**Referring expression pointing data**.
☆ ☆ ☆ ☆

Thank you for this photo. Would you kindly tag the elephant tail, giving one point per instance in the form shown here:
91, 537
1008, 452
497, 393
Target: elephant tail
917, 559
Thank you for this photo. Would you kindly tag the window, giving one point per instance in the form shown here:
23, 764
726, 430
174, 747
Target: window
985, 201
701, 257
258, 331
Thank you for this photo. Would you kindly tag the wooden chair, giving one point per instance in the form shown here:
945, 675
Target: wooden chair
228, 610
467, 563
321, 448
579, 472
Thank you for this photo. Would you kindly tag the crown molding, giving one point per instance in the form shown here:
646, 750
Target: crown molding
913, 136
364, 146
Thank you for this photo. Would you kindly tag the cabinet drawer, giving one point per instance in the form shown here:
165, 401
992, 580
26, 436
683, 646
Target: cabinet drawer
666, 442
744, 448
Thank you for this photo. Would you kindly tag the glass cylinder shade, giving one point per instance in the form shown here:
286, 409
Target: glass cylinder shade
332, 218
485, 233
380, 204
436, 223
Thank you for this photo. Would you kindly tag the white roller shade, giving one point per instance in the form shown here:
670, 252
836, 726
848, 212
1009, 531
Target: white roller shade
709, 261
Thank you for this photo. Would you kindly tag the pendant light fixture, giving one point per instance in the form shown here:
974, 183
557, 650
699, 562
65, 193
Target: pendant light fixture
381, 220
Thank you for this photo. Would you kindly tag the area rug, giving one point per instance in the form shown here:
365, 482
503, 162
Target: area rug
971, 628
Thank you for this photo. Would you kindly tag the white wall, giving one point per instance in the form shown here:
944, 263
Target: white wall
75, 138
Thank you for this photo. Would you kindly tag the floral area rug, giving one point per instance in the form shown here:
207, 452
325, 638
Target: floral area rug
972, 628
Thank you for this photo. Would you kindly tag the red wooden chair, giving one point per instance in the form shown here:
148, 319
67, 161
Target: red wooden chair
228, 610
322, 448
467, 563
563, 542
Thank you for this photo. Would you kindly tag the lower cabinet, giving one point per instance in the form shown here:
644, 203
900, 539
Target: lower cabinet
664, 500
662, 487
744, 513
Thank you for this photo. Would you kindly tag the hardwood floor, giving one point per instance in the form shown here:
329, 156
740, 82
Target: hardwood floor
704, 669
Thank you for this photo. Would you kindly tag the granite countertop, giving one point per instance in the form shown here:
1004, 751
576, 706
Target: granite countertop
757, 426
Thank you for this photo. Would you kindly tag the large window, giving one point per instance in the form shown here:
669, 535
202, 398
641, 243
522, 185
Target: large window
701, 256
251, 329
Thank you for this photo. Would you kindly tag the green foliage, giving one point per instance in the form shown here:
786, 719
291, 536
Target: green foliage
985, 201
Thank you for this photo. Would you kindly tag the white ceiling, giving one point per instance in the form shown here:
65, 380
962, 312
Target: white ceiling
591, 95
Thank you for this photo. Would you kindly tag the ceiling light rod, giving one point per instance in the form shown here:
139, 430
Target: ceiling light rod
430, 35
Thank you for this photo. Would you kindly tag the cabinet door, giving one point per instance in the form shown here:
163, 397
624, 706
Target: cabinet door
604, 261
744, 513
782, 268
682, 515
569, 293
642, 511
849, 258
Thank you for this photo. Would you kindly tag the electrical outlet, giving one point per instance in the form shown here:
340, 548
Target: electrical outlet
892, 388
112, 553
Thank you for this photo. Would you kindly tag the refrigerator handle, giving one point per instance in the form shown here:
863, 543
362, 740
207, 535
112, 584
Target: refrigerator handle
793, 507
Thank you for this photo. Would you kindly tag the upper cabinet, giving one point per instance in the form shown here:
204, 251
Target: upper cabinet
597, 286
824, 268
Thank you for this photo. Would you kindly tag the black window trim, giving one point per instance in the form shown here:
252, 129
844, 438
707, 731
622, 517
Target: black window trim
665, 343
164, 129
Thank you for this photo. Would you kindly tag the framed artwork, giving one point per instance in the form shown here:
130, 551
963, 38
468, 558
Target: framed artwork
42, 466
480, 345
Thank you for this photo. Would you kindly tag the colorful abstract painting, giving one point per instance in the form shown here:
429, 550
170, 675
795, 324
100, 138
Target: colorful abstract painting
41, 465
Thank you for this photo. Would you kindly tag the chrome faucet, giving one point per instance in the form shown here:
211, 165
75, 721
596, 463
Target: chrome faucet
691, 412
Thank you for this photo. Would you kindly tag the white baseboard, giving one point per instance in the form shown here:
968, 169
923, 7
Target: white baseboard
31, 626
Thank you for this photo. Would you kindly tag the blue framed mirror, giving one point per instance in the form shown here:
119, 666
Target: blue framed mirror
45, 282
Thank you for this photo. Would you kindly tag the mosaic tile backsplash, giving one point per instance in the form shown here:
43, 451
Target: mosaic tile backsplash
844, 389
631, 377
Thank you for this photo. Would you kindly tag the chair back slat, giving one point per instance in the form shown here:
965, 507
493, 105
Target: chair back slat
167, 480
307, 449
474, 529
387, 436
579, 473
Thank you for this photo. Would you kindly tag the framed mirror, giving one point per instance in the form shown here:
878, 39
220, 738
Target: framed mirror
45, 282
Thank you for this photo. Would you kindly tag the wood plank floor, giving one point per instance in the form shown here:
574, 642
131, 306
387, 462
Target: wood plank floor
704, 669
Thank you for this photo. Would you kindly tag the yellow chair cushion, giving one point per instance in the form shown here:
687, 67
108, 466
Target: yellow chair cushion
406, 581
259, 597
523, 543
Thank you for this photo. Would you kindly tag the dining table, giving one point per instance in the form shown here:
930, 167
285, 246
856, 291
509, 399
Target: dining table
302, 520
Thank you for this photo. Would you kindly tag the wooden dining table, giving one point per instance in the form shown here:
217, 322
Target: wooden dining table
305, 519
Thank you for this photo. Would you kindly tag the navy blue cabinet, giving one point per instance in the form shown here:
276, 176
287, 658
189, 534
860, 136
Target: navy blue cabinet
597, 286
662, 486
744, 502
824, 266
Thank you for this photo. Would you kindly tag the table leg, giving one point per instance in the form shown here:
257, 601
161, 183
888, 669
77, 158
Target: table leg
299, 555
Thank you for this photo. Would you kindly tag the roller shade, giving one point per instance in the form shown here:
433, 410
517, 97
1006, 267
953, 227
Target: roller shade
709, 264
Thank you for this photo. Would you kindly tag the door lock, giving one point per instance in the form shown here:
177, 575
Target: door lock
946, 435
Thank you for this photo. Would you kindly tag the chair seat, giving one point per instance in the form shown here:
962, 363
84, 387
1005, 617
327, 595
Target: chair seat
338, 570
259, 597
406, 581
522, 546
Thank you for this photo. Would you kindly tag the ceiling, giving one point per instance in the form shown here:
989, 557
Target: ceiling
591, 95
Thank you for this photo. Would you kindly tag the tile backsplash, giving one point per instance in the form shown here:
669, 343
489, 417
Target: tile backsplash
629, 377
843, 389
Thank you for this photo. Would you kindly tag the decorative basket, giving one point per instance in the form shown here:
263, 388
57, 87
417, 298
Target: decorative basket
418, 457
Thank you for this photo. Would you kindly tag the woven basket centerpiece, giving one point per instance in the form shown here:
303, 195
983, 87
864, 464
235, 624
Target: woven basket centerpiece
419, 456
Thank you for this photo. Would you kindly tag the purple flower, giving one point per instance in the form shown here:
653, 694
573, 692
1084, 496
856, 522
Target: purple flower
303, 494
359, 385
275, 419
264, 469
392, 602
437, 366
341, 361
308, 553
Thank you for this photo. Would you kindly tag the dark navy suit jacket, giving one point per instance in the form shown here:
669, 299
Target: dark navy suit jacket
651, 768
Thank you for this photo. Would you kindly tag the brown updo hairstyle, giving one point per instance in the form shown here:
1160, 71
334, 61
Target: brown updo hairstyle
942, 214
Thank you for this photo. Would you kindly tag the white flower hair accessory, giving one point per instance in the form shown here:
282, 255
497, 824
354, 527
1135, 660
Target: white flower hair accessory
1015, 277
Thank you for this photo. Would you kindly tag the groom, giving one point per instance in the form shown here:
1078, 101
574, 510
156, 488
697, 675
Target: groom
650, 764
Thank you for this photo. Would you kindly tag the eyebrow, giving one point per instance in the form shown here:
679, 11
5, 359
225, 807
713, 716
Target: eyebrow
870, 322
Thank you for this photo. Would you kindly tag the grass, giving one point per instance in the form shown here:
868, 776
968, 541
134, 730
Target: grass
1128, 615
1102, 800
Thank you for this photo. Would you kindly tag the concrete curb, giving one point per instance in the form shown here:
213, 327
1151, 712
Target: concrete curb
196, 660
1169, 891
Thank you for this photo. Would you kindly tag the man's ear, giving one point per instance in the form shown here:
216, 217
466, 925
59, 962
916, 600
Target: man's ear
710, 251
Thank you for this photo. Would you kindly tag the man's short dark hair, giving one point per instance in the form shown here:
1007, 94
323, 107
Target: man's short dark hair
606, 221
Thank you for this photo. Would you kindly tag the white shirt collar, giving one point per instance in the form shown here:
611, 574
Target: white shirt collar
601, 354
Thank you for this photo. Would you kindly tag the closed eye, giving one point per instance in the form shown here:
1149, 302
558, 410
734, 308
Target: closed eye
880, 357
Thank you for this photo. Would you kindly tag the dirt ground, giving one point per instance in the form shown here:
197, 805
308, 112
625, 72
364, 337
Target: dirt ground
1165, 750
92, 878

☆ ☆ ☆ ☆

**Work task**. Transcribe only the lines from the beginning of the entries to the line with "white wall, giving", inclusive, exactly as written.

**Solution to the problem**.
Thank you for this photo. Would you kindly tag the elephant tail, giving one point per instance in the form shown here:
91, 537
1008, 452
497, 393
Target: elephant tail
917, 559
Thank you for this photo. Would you kindly tag the window, giving one point per instance in the form shown here:
23, 764
726, 430
174, 747
Target: window
985, 201
701, 257
258, 331
Thank you for this photo. Would you kindly tag the wooden chair, giving one point per instance in the form shown here:
945, 675
Target: wooden chair
228, 610
467, 563
321, 448
579, 472
Thank you for this photo. Would you kindly tag the crown molding, giving one point per instance in the form shown here:
646, 750
Target: crown molding
913, 136
364, 146
Thank you for this photo. Would you kindly tag the cabinet drawer, giving one point per instance in the form shown here:
165, 401
992, 580
26, 436
683, 646
Target: cabinet drawer
666, 442
744, 448
Thank you for this photo. Would you kindly tag the glass cylinder shade, giving one point per instance in the form shown here:
286, 409
Target: glass cylinder shade
332, 218
485, 233
380, 204
436, 223
Thank you for this photo. Would you kindly tag the white roller shade, giving one point per instance in the form shown here:
670, 252
836, 726
848, 212
1009, 531
Target: white roller shade
709, 261
Thank you for this photo. Would you kindly tag the pendant light fixture, giving one point per instance in the form shown here:
974, 183
557, 650
699, 562
65, 193
Target: pendant light fixture
381, 220
Thank you for this photo. Would you kindly tag the area rug, giving one point per instance in the form shown here:
365, 482
503, 162
Target: area rug
971, 628
Thank you for this photo. Would you kindly tag the white wall, giving one point per instance in the form shown here:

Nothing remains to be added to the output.